● **Requirements**: Copy out all the records, word for word.

● **Input for this task**:

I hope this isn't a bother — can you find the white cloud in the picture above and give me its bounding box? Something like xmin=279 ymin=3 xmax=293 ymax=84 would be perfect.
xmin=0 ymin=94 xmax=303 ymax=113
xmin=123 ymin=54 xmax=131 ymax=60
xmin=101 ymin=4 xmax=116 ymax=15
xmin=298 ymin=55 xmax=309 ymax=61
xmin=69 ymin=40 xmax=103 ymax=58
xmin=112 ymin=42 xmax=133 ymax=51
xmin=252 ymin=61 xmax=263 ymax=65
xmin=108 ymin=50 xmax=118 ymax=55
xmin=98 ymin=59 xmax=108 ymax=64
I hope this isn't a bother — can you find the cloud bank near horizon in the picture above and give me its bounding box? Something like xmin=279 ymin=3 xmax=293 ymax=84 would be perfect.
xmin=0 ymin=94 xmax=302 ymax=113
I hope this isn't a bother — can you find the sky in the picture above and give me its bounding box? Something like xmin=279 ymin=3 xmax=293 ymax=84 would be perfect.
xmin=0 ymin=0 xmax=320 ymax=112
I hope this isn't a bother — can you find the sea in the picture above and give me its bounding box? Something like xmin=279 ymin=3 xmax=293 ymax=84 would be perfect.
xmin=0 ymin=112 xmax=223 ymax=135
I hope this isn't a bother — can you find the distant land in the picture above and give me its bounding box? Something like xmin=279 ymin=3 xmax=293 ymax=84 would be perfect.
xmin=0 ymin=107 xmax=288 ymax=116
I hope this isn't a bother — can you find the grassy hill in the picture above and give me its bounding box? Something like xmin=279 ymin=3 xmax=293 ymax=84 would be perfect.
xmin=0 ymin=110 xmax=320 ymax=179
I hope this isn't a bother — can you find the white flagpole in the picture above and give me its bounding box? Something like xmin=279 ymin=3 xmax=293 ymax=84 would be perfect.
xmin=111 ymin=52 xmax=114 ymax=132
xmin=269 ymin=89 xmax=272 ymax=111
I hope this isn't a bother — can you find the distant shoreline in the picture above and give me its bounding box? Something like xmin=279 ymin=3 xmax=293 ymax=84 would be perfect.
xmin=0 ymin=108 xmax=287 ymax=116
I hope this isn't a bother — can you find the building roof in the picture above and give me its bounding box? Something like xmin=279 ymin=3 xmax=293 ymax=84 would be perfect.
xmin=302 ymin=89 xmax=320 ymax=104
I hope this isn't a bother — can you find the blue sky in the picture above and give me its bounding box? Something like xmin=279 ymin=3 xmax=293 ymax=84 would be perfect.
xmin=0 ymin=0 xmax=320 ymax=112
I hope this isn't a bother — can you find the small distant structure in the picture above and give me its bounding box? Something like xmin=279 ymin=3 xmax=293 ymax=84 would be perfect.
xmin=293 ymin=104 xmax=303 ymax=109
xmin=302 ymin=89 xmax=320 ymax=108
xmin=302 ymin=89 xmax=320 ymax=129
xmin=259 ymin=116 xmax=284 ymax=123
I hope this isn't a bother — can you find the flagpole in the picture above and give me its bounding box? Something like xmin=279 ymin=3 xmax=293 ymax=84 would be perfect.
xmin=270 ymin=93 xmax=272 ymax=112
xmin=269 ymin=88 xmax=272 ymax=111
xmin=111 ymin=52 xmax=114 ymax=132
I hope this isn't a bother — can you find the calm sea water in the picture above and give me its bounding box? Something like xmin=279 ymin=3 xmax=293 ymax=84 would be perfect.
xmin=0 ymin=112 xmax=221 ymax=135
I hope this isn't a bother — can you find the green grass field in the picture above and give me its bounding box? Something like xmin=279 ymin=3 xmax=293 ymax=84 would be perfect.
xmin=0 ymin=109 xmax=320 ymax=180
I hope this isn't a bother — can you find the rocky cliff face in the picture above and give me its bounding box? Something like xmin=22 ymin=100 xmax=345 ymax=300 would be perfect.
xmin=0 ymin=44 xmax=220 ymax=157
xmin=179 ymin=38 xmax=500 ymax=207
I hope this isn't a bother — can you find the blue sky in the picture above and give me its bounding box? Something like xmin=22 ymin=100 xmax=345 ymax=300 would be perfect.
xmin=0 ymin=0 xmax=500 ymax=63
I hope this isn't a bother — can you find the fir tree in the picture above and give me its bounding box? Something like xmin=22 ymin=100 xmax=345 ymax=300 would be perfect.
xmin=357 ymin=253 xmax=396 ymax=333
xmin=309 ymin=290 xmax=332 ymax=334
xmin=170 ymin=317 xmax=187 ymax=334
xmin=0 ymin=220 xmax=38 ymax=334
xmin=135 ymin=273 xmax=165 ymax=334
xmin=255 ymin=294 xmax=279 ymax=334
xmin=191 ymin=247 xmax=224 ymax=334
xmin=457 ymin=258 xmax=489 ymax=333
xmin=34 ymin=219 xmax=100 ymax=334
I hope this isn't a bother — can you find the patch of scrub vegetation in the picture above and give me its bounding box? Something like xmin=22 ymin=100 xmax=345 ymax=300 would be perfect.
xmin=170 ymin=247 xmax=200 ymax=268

● **Problem solution**:
I hope this isn't a bother — can you find the white cloud in the picture above and give me its bounding box? Something like xmin=279 ymin=3 xmax=293 ymax=84 would be perfect.
xmin=0 ymin=94 xmax=303 ymax=113
xmin=123 ymin=54 xmax=131 ymax=60
xmin=101 ymin=4 xmax=116 ymax=15
xmin=298 ymin=55 xmax=309 ymax=61
xmin=69 ymin=40 xmax=103 ymax=58
xmin=112 ymin=42 xmax=133 ymax=51
xmin=252 ymin=61 xmax=263 ymax=65
xmin=108 ymin=50 xmax=118 ymax=55
xmin=98 ymin=59 xmax=108 ymax=64
I hope this isn't a bother — can you find the cloud bank near horizon in the picture above and give me its bounding box? Something like xmin=279 ymin=3 xmax=293 ymax=84 would be perfect.
xmin=0 ymin=94 xmax=302 ymax=113
I hope this isn't a bother — can you find the sky in the picture above and give me its bounding box? Something like xmin=279 ymin=3 xmax=293 ymax=84 would be perfect.
xmin=0 ymin=0 xmax=320 ymax=112
I hope this isn't a bother — can you find the sea in the picture above and give me its bounding box? Something like xmin=279 ymin=3 xmax=293 ymax=84 would be perfect.
xmin=0 ymin=112 xmax=223 ymax=135
I hope this isn't a bother — can you find the distant land in the picture above and give me its bounding box? Something like xmin=279 ymin=3 xmax=293 ymax=84 would be perfect.
xmin=0 ymin=107 xmax=288 ymax=116
I hope this isn't a bother — can you find the grassy hill in the picture above and give me its bounding box? Something like xmin=279 ymin=3 xmax=293 ymax=84 would be perfect.
xmin=0 ymin=110 xmax=320 ymax=179
I hope this isn't a bother — can you find the white flagpole in the picture above and give me its bounding box? Something like xmin=279 ymin=3 xmax=293 ymax=84 would be perfect.
xmin=111 ymin=52 xmax=114 ymax=132
xmin=269 ymin=89 xmax=272 ymax=111
I hope this isn't a bother — can you find the distant shoreline in the picture above and give me its bounding box? Something like xmin=279 ymin=3 xmax=293 ymax=84 would be perfect.
xmin=0 ymin=108 xmax=287 ymax=116
I hope this isn't a bother — can you find the building roof in the picture above and give me its bounding box? Something like xmin=279 ymin=3 xmax=293 ymax=84 would be perfect.
xmin=302 ymin=89 xmax=320 ymax=104
I hope this isn't a bother — can you find the blue sky in the picture above and give me its bounding box? Something like xmin=279 ymin=3 xmax=293 ymax=84 would be perfect.
xmin=0 ymin=0 xmax=320 ymax=112
I hope this isn't a bother — can you find the small distant structure in the picture above and give me its bounding box? Something like xmin=279 ymin=3 xmax=293 ymax=84 would be perfect.
xmin=293 ymin=104 xmax=303 ymax=109
xmin=302 ymin=89 xmax=320 ymax=108
xmin=302 ymin=89 xmax=320 ymax=129
xmin=259 ymin=116 xmax=284 ymax=123
I hope this isn't a bother — can you find the flagpole in the picture above and give me its bounding box? Something like xmin=279 ymin=3 xmax=293 ymax=84 would be perfect.
xmin=270 ymin=93 xmax=272 ymax=112
xmin=269 ymin=88 xmax=272 ymax=111
xmin=111 ymin=52 xmax=114 ymax=132
I hope this isn't a bother — can you find the calm sea water in the picture above and give me its bounding box? Something like xmin=279 ymin=3 xmax=293 ymax=84 would be perfect.
xmin=0 ymin=112 xmax=221 ymax=135
I hope this isn't a bother — can you find the green grass field in the picture above and give me its bounding box? Something like xmin=279 ymin=3 xmax=293 ymax=84 would be perfect.
xmin=0 ymin=109 xmax=320 ymax=180
I hope this isn't a bother — can you find the rocky cliff face in the picture above and give me its bounding box? Something like xmin=22 ymin=100 xmax=345 ymax=300 would be perfect.
xmin=0 ymin=44 xmax=220 ymax=157
xmin=179 ymin=38 xmax=500 ymax=207
I hope this isn't a bother — can you find the blue sky in the picture above and give me its bounding box? Something like xmin=22 ymin=100 xmax=345 ymax=300 would be perfect.
xmin=0 ymin=0 xmax=500 ymax=63
I hope this isn't a bother — can you find the fir tree in the picture above and give me its bounding box? Something like xmin=22 ymin=100 xmax=345 ymax=300 would be perfect.
xmin=357 ymin=253 xmax=396 ymax=333
xmin=309 ymin=290 xmax=332 ymax=334
xmin=170 ymin=317 xmax=187 ymax=334
xmin=0 ymin=220 xmax=38 ymax=334
xmin=135 ymin=273 xmax=165 ymax=334
xmin=255 ymin=294 xmax=279 ymax=334
xmin=191 ymin=247 xmax=224 ymax=334
xmin=457 ymin=258 xmax=489 ymax=333
xmin=34 ymin=219 xmax=100 ymax=334
I hope this isn't a bother — can you find the patch of scrub vegetation in the picture above and give me its bounding box? Something like xmin=22 ymin=100 xmax=345 ymax=300 would be perfect.
xmin=170 ymin=247 xmax=200 ymax=268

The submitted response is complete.